Dataset entries:
+ + + + + + +
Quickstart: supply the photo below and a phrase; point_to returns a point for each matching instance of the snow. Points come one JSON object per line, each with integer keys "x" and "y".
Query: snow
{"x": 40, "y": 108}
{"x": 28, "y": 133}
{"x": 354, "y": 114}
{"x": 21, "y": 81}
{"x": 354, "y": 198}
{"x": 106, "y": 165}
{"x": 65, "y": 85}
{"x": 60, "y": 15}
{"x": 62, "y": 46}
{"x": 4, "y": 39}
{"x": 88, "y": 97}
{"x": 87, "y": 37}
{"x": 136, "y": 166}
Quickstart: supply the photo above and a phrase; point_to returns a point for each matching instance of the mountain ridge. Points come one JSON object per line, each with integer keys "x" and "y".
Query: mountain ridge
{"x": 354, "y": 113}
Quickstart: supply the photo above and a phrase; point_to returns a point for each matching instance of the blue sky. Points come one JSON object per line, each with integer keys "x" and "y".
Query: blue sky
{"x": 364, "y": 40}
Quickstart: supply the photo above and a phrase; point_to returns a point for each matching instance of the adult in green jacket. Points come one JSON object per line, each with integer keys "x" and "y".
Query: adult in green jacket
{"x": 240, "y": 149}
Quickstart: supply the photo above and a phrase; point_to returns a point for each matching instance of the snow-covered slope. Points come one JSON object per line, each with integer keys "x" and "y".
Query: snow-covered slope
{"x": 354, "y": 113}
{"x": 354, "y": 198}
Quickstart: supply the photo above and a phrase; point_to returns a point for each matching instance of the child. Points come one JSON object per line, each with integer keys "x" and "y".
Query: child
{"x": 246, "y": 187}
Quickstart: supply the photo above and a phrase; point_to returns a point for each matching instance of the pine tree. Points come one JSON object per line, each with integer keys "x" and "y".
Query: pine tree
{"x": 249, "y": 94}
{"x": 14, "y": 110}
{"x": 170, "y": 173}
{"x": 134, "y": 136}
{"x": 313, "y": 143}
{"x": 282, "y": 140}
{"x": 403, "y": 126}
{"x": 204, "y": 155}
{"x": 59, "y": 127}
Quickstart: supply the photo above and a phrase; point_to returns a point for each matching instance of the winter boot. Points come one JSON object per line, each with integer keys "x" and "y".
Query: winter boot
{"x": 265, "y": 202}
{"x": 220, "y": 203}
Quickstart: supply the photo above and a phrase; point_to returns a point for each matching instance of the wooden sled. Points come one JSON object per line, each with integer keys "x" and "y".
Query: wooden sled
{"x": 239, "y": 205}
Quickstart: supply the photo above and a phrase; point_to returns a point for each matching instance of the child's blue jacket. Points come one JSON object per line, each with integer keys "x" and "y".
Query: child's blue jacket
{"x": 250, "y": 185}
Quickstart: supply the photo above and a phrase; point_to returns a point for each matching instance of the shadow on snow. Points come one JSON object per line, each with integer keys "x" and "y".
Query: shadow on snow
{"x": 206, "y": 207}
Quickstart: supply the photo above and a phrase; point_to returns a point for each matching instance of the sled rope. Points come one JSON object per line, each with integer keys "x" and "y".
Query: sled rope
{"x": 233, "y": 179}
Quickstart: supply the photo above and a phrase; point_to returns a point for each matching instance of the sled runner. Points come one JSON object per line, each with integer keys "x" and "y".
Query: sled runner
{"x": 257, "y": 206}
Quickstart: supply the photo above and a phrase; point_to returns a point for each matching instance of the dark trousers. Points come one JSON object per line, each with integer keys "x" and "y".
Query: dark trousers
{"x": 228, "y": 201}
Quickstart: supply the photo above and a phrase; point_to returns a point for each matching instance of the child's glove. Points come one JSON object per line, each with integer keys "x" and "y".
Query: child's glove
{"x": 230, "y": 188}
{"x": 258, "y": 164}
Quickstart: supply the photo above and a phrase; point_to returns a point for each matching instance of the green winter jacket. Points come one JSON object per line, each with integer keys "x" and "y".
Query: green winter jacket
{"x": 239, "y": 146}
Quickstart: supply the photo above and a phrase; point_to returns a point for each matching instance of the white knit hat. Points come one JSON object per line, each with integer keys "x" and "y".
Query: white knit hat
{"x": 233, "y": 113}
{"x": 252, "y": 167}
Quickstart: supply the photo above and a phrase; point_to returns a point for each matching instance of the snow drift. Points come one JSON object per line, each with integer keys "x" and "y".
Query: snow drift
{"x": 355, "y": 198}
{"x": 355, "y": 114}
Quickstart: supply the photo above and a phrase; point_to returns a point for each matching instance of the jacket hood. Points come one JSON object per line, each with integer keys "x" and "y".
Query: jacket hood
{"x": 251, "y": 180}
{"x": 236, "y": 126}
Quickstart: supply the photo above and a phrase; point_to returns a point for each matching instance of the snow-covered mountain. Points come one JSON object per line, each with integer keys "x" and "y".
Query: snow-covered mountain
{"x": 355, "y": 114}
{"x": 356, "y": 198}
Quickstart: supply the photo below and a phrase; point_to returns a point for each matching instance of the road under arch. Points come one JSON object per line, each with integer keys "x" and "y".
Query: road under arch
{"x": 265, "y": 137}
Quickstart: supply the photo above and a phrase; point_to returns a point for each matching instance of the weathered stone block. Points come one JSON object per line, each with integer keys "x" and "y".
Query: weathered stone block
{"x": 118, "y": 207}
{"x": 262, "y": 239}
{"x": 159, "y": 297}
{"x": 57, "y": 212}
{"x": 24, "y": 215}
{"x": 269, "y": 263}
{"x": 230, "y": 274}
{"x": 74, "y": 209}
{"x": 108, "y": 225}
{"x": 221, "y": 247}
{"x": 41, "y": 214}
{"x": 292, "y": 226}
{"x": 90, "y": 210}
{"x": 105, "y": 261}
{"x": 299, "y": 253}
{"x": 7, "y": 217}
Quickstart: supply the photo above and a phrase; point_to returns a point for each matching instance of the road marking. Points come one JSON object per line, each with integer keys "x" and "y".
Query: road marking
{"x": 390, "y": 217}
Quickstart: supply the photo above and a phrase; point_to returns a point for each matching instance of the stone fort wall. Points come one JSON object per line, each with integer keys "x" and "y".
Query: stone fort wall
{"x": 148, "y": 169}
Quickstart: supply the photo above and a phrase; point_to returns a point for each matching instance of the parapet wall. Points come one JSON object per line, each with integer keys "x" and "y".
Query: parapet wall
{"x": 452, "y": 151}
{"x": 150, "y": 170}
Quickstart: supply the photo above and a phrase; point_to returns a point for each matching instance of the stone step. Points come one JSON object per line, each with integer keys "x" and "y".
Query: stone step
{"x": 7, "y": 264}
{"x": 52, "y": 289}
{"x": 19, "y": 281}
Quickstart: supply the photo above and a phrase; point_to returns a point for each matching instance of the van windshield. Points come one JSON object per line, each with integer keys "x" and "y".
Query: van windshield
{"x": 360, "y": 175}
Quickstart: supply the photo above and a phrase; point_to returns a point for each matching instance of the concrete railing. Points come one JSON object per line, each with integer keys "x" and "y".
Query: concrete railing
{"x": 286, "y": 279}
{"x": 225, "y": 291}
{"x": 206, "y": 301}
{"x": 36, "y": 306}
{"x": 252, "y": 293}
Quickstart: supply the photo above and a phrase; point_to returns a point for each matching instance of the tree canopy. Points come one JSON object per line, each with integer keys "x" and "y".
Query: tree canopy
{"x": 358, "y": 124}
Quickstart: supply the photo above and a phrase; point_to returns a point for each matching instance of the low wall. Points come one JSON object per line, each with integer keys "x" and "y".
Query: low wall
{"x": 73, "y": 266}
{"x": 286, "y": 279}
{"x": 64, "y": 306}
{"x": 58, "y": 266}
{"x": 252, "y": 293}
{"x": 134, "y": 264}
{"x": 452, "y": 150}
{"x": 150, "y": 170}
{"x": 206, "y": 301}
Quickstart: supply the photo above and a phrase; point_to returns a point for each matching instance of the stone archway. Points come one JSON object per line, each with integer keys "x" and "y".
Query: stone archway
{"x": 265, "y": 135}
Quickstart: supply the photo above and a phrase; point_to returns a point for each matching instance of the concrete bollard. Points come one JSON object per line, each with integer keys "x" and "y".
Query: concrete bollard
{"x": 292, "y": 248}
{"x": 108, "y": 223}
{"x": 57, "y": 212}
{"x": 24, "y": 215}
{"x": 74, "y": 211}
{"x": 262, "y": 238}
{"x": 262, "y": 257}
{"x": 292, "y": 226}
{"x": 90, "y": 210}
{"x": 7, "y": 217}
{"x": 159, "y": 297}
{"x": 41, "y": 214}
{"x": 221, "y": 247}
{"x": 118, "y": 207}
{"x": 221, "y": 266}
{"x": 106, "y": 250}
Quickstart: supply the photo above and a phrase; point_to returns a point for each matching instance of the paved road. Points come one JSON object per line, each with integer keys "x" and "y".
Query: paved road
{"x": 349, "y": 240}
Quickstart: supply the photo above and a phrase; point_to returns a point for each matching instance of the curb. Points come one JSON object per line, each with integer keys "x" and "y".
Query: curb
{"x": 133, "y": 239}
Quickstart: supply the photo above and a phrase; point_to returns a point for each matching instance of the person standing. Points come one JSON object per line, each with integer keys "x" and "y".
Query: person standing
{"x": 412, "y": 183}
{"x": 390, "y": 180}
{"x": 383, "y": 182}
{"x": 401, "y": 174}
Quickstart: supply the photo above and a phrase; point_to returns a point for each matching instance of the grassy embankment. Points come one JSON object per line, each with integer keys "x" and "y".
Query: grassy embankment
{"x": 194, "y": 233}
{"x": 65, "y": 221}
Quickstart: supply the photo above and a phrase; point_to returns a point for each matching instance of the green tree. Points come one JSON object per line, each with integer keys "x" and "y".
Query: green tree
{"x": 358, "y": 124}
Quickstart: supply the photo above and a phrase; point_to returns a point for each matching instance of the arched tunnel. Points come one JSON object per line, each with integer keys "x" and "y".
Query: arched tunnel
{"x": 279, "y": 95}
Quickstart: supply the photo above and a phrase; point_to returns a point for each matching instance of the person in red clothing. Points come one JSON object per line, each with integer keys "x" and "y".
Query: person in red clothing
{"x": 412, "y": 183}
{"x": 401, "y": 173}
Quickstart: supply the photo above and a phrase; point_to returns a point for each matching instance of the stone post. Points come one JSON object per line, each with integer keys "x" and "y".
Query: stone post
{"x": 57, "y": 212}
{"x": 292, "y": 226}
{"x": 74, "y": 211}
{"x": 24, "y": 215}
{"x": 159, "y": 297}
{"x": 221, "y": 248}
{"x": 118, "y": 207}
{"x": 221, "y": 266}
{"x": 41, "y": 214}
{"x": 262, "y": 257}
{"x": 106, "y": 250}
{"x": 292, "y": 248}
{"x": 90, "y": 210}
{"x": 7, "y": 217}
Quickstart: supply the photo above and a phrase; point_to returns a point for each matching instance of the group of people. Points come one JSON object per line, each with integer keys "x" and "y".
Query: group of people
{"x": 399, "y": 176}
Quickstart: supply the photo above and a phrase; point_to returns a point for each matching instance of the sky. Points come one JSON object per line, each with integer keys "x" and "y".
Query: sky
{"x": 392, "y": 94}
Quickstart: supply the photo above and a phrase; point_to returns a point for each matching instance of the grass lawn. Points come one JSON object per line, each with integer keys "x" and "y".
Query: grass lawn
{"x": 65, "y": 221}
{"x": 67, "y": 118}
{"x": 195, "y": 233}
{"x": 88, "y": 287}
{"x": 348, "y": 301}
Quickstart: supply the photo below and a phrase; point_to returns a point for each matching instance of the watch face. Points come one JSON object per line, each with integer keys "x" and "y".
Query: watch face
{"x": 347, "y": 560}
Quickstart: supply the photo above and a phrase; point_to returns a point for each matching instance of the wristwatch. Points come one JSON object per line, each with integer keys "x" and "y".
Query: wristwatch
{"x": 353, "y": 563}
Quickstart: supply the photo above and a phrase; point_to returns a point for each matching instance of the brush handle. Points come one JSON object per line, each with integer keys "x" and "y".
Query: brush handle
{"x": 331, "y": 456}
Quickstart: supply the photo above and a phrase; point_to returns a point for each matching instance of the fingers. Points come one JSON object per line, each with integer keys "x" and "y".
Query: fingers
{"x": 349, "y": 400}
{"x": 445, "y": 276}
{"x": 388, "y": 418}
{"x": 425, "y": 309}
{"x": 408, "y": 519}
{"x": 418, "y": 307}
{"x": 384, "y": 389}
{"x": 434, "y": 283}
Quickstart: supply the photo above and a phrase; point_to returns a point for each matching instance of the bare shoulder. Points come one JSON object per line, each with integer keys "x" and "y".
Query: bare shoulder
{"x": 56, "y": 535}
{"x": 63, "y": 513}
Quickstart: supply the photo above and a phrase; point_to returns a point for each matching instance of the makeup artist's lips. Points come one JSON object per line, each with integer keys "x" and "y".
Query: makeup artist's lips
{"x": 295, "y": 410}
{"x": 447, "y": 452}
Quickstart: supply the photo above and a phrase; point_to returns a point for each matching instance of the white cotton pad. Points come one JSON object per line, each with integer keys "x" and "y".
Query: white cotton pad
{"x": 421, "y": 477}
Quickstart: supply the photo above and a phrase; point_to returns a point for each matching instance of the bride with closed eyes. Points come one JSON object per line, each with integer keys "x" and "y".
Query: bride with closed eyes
+ + + + + + +
Work to complete: Only the line containing "Query: white cotton pad" and the lines after it, up to and including the last line of the data, should appear in the answer, exactly as written.

Result:
Query: white cotton pad
{"x": 421, "y": 477}
Quickstart: supply the photo above and a phrase; point_to returns a point for each matching instance of the bride with closed eyes. Points come one JSON object per line, each with integer keys "x" and "y".
Query: bride with closed eyes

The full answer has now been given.